> [SUPPLIED INFORMATION]
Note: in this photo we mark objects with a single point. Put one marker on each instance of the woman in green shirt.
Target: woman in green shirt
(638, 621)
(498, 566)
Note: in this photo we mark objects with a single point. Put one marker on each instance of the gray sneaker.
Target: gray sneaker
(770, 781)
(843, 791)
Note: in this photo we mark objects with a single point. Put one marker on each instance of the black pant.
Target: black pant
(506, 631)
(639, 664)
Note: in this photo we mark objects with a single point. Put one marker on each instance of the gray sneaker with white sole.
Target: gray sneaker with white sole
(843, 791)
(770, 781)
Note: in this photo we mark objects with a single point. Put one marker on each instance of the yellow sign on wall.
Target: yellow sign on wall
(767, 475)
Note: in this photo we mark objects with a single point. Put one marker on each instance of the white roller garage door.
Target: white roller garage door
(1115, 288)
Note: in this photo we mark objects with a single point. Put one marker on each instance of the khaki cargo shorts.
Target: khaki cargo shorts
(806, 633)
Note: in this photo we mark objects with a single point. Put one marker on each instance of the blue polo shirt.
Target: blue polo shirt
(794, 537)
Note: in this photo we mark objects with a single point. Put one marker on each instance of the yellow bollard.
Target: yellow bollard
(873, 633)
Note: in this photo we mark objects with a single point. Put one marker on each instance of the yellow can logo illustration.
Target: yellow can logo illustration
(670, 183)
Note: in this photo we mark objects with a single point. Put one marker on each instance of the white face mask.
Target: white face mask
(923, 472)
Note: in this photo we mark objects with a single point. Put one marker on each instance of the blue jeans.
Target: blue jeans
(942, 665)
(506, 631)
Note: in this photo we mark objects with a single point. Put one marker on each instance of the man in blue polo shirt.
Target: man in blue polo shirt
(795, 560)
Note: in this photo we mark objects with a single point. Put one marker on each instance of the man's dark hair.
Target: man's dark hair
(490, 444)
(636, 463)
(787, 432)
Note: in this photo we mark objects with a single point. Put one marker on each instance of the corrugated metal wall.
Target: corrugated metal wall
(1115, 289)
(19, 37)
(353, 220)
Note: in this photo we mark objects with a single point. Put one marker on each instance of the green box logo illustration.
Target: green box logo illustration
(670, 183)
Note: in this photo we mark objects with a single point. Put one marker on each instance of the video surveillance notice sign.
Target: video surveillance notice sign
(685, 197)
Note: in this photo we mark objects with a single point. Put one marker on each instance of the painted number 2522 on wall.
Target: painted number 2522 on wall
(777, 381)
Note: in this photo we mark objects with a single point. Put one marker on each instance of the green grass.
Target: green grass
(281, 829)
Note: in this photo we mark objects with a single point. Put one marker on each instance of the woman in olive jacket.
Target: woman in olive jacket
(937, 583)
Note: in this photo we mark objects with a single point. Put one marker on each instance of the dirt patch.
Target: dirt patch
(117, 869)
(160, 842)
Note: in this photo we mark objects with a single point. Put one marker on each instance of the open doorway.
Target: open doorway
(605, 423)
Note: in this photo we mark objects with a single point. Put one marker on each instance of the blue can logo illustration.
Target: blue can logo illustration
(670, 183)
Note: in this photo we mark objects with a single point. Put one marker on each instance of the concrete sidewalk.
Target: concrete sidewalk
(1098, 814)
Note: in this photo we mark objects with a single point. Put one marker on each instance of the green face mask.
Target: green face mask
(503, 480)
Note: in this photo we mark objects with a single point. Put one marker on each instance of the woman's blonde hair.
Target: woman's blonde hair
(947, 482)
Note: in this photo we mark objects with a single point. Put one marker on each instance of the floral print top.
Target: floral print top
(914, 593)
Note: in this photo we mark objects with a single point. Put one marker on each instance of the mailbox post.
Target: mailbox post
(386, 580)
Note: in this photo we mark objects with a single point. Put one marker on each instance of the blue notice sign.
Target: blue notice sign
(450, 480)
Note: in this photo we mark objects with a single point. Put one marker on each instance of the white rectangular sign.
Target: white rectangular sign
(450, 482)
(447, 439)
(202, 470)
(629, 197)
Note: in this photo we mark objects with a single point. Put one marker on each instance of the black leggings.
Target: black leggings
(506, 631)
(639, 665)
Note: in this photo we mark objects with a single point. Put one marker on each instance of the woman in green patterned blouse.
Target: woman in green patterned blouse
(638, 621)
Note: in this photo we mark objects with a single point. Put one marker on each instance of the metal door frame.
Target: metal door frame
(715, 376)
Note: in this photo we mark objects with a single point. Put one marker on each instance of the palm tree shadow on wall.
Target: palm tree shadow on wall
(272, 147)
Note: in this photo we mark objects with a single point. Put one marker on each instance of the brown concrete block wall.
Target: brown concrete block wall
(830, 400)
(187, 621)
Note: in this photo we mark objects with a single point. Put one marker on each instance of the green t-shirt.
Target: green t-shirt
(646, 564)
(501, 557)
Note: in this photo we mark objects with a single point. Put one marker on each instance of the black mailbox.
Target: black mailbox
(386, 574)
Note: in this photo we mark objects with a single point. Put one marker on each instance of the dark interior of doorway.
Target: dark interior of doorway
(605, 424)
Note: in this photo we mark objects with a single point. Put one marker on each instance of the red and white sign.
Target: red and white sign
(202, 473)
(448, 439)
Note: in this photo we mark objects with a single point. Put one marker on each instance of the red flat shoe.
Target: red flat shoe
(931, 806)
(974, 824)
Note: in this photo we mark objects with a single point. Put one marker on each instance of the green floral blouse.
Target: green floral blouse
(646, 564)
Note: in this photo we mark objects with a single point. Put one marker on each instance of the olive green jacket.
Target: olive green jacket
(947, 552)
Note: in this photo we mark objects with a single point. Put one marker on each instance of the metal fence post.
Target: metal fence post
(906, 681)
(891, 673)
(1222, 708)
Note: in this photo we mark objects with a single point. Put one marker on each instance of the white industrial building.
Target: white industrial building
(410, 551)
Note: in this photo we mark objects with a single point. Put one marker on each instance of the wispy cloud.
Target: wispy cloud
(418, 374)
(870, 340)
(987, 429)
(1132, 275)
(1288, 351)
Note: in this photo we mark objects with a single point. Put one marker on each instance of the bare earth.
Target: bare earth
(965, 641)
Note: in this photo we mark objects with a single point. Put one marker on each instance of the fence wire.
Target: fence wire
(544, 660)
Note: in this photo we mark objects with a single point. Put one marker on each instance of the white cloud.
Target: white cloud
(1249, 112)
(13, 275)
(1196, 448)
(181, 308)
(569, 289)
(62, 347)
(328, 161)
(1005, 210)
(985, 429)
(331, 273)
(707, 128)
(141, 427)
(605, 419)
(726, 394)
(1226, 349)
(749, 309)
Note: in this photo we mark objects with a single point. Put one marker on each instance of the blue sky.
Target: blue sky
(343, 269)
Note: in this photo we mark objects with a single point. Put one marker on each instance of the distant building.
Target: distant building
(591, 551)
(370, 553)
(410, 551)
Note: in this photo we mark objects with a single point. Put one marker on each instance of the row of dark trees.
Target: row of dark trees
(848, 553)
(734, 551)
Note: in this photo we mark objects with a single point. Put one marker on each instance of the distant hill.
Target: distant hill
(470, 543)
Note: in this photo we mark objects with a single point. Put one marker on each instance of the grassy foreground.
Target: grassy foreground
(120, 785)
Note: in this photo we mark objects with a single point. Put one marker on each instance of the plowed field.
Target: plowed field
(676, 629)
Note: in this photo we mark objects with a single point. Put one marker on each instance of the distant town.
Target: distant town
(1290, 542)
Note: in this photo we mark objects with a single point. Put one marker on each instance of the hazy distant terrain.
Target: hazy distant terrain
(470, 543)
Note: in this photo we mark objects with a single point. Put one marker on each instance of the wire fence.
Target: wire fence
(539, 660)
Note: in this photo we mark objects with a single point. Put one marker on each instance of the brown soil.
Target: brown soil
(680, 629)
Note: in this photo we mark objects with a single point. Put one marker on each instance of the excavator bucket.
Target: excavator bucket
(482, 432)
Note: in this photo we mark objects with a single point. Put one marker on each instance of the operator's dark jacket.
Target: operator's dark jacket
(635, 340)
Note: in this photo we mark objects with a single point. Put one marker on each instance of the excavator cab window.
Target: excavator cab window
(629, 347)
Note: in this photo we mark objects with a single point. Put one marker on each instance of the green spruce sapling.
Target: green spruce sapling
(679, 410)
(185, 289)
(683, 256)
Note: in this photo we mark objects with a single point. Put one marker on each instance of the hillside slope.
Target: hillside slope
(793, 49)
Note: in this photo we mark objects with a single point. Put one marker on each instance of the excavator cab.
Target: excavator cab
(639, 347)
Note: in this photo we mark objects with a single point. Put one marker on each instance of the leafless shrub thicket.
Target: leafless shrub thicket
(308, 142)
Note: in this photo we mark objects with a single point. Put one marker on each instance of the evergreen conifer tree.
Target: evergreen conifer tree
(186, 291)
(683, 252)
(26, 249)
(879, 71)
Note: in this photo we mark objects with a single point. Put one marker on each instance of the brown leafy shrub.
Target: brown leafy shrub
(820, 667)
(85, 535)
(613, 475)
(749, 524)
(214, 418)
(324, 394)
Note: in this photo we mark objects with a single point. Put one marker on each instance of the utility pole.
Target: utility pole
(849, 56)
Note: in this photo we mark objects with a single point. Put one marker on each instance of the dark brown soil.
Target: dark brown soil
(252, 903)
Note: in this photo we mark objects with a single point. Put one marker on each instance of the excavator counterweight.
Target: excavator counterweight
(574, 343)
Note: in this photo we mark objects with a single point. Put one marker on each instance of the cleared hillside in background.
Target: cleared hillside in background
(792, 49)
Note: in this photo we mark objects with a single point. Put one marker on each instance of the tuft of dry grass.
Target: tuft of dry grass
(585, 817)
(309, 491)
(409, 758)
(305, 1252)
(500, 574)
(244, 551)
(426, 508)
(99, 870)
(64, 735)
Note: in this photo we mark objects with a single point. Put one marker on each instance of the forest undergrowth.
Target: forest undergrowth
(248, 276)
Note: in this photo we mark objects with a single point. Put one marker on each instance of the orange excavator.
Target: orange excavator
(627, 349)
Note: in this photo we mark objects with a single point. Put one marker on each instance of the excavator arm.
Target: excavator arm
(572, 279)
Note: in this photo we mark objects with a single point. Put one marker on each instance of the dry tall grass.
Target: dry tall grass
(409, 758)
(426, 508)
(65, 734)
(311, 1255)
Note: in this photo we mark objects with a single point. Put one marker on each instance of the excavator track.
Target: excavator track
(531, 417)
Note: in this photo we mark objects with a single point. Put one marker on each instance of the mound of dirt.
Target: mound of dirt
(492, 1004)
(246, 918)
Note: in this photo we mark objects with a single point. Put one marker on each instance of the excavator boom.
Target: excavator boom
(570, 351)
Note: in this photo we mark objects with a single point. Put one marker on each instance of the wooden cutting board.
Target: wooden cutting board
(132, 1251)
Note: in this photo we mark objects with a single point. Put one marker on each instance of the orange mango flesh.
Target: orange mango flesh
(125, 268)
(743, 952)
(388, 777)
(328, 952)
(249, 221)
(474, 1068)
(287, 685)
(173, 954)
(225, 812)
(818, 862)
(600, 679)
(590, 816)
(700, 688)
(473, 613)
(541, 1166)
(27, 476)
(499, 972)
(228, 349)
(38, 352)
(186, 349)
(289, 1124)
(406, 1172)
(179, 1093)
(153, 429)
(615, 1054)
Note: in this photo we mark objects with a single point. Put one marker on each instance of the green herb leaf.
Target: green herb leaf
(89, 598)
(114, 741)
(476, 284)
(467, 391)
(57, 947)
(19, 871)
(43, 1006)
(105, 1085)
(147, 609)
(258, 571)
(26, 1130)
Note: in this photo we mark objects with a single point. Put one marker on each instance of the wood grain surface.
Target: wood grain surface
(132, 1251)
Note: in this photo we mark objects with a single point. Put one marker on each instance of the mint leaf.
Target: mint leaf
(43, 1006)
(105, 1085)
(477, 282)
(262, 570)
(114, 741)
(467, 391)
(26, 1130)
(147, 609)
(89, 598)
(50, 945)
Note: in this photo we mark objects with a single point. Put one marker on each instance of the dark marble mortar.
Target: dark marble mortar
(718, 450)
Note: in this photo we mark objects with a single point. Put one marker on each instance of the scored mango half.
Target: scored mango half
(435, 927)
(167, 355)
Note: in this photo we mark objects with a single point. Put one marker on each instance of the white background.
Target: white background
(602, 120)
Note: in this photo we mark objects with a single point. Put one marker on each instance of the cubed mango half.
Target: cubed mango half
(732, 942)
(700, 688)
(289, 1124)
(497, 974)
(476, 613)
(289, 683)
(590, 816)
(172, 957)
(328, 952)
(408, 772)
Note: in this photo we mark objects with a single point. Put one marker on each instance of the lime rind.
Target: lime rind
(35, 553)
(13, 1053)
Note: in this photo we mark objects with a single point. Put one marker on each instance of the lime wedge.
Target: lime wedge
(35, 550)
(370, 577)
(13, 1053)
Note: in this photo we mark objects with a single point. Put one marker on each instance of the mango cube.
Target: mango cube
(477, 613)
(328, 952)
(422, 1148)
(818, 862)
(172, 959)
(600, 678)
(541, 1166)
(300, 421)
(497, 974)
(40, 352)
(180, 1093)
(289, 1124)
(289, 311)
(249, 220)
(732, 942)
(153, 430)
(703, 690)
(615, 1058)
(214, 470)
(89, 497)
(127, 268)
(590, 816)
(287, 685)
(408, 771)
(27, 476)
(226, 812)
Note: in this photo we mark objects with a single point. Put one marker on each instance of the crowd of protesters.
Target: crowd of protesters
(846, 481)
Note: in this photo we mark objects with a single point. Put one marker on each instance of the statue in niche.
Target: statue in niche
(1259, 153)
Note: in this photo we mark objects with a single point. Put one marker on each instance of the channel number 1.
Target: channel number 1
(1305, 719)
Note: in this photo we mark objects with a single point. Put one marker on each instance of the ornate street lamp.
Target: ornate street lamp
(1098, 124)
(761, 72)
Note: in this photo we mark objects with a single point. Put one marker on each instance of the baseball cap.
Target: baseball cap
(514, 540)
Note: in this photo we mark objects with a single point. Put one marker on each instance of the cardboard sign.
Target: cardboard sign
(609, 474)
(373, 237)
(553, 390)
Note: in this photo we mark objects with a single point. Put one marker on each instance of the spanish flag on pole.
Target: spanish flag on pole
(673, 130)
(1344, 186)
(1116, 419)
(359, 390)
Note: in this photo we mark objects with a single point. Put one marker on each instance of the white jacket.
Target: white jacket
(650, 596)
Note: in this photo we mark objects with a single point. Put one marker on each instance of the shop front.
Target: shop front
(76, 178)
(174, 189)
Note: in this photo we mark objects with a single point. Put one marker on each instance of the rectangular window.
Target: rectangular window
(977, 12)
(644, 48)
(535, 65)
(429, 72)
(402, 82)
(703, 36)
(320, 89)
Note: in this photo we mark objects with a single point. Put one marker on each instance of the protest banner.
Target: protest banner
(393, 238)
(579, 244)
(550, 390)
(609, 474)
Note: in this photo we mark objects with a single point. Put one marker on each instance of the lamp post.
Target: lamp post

> [WORK INSTRUCTION]
Scan the records above for the lines holding "surveillance notice sign." and "2522 on wall.". Transcribe those two and every line between them word for word, and no others.

> [WRITTEN SOLUTION]
Note: in this photo we mark objects with a single point. Put one marker on each instance of the video surveillance notice sign.
Target: video surveillance notice sign
(685, 197)
Note: in this photo we mark objects with a single point. Put one marker on each instance of the painted number 2522 on wall.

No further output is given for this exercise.